## Given information
▬▬▬▬▬▬
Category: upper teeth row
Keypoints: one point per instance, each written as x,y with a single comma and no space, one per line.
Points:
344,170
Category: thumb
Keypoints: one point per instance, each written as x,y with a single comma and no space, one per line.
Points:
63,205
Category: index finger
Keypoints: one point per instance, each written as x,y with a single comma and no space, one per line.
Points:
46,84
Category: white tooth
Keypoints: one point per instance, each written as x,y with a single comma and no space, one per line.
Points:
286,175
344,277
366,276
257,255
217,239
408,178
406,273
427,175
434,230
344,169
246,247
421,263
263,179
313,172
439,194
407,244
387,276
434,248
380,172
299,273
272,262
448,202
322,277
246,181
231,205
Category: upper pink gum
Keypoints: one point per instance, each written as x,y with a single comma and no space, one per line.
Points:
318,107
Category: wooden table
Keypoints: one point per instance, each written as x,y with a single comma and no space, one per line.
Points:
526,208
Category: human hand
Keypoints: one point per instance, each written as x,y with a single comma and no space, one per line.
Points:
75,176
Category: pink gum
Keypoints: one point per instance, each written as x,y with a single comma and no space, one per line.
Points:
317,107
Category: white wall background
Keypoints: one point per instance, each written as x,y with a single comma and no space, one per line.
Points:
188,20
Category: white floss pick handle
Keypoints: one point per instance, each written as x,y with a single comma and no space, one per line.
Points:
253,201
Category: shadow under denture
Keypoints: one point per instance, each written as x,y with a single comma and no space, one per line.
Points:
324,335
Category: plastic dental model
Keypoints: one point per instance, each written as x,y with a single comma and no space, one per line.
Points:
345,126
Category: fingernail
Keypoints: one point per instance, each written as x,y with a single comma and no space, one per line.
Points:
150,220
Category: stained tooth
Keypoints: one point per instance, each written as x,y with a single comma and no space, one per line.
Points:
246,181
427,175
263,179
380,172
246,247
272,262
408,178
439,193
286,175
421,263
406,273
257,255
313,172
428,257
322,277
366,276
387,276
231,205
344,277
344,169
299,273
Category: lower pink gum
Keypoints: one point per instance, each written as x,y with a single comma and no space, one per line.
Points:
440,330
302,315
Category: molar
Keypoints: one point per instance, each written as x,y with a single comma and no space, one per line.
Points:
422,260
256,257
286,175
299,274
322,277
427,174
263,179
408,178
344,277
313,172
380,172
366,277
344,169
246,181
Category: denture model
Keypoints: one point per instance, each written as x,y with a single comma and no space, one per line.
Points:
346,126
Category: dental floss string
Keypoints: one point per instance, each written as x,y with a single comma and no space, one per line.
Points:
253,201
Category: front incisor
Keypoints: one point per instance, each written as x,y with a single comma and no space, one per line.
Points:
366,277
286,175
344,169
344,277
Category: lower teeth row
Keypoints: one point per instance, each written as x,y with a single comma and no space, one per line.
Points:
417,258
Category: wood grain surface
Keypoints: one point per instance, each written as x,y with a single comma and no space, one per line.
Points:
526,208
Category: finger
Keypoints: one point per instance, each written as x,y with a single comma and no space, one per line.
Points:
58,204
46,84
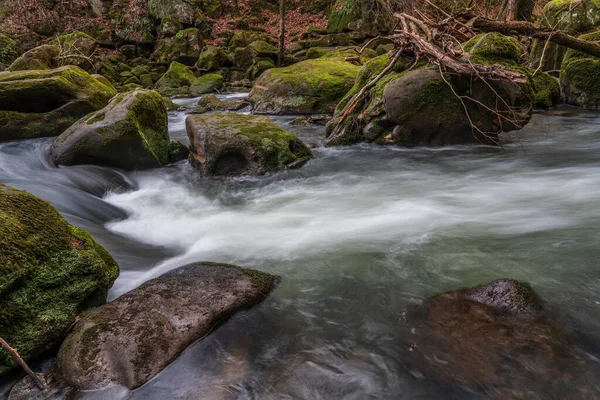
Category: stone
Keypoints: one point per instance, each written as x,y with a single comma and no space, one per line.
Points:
180,81
580,81
308,87
184,47
130,340
38,58
498,342
50,271
45,103
131,132
229,144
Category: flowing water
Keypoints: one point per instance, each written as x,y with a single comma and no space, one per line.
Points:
357,235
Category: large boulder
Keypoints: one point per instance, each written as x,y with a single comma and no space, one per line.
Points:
184,47
409,107
179,10
37,104
131,339
498,339
570,16
579,77
308,87
180,81
50,271
229,144
38,58
130,133
9,51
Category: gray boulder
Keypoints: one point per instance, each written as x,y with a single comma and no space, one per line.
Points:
229,144
130,133
131,339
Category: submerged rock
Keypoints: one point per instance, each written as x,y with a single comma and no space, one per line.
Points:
228,144
37,104
497,338
580,79
128,341
180,81
130,133
308,87
50,271
420,106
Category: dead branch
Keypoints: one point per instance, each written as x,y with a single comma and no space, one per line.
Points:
14,354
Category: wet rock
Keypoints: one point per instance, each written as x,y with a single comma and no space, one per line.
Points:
130,133
228,144
50,271
38,58
45,103
213,103
308,87
128,341
580,81
498,339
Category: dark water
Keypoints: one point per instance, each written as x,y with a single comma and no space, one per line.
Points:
357,235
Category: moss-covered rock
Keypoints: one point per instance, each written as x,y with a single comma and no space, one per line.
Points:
73,46
9,51
130,340
418,107
169,27
547,91
45,103
130,133
184,47
580,77
228,144
38,58
50,272
213,58
179,10
571,16
308,87
180,81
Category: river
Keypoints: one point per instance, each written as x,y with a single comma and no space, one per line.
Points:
356,235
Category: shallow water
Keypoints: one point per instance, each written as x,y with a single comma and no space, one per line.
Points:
357,234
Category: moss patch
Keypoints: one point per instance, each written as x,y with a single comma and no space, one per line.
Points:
50,272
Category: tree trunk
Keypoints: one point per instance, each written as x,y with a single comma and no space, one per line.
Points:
281,33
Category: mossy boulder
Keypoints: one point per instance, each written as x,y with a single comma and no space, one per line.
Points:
229,144
180,81
547,91
184,47
9,51
571,16
45,103
38,58
475,338
169,27
75,45
179,10
213,58
308,87
50,272
130,133
262,49
580,77
130,340
419,107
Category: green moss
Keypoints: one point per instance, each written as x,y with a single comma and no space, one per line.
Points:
547,91
49,271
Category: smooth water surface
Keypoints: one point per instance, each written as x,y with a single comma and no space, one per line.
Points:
356,235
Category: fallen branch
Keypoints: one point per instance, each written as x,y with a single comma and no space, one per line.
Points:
17,358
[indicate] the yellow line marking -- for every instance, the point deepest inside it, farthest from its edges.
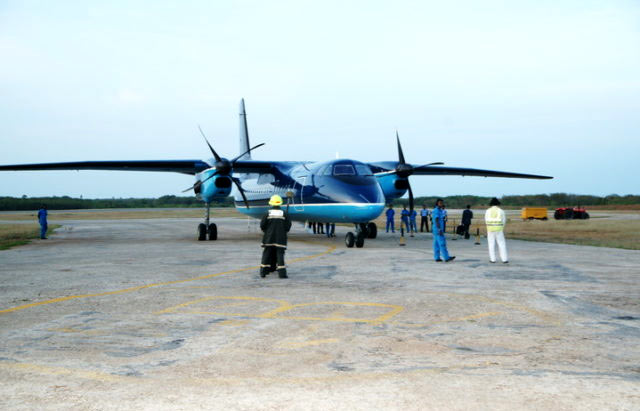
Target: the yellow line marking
(48, 370)
(310, 343)
(142, 287)
(199, 300)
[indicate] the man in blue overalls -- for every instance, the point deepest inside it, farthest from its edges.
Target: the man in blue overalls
(42, 219)
(390, 214)
(439, 240)
(404, 219)
(412, 221)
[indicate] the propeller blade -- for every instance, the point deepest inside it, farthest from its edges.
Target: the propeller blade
(244, 197)
(201, 182)
(410, 196)
(215, 155)
(248, 151)
(400, 154)
(437, 163)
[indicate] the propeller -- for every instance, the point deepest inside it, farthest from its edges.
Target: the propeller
(404, 170)
(224, 167)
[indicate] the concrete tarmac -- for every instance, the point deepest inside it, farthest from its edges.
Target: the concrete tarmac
(136, 314)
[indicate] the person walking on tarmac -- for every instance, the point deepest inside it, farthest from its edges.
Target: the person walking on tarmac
(467, 216)
(424, 218)
(390, 215)
(42, 219)
(275, 225)
(439, 240)
(495, 219)
(404, 219)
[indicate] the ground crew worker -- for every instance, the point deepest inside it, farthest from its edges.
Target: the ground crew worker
(42, 219)
(404, 218)
(424, 218)
(439, 240)
(495, 219)
(390, 214)
(275, 225)
(467, 215)
(412, 221)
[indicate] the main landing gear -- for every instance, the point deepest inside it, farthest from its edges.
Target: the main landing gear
(368, 230)
(206, 229)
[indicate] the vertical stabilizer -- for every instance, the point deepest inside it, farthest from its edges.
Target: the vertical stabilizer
(244, 133)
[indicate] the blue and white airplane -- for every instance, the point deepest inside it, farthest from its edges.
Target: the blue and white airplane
(335, 191)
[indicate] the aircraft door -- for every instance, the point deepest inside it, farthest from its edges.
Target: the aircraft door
(298, 203)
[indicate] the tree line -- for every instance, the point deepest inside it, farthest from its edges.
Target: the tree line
(171, 201)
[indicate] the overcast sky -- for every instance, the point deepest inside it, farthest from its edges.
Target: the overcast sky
(543, 87)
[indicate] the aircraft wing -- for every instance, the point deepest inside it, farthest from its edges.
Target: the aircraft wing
(459, 171)
(176, 166)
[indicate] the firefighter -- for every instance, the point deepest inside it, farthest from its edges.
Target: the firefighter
(404, 219)
(42, 219)
(390, 214)
(495, 219)
(439, 240)
(275, 225)
(467, 216)
(424, 218)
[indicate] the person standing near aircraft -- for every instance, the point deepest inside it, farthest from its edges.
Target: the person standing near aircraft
(42, 219)
(424, 218)
(495, 219)
(275, 225)
(390, 213)
(467, 216)
(404, 219)
(412, 221)
(439, 240)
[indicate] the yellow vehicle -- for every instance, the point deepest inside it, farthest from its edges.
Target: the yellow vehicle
(531, 213)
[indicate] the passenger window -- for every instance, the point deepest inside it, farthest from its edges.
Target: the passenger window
(363, 170)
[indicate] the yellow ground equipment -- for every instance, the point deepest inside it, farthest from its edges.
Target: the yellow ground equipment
(534, 213)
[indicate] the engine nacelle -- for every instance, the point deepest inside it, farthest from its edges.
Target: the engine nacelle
(217, 187)
(393, 186)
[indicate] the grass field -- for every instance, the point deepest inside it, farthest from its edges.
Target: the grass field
(599, 232)
(120, 214)
(12, 235)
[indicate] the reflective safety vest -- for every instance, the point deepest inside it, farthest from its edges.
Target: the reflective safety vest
(494, 218)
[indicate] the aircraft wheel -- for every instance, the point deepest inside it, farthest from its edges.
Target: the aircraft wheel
(350, 239)
(202, 232)
(372, 230)
(212, 232)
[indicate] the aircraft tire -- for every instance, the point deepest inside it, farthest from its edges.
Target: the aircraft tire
(212, 232)
(349, 239)
(372, 230)
(202, 232)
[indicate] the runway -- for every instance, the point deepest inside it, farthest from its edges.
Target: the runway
▬▬▬▬▬▬
## Request
Everything from the line with "[indicate] the yellow ground" through the last line of the material above should be echoed exactly, and nothing else.

## Final result
[indicate] the yellow ground equipment -- for every instance, the point deepest inside it, farthest from its edges.
Target: the yellow ground equipment
(534, 213)
[indicate] the engine nacelle -- for every instance, the point deepest inside it, farthest from its edges.
Target: the engine nacelle
(217, 187)
(393, 186)
[indicate] the grass field -- for every instance, the point deepest inside it, farthest from its edges.
Target: the grass field
(599, 232)
(120, 214)
(12, 235)
[indicate] the reflective safety vest -- for every instance, the point deepest inside it, farthest from its edges.
Target: the reflective safety vest
(494, 218)
[indicate] the aircraft wheel -- for every instance, the point deepest inside it, farthest from its edges.
Target: the aircraft wheel
(350, 239)
(202, 232)
(372, 230)
(212, 232)
[indicate] the aircraft tire -- for every instance, the point deepest inside it, farthest from its edges.
Target: the aircraft tire
(212, 232)
(349, 239)
(372, 230)
(202, 232)
[indicate] the runway -- for every instance, the point deepest inside it, farthest from its edges.
Target: the runway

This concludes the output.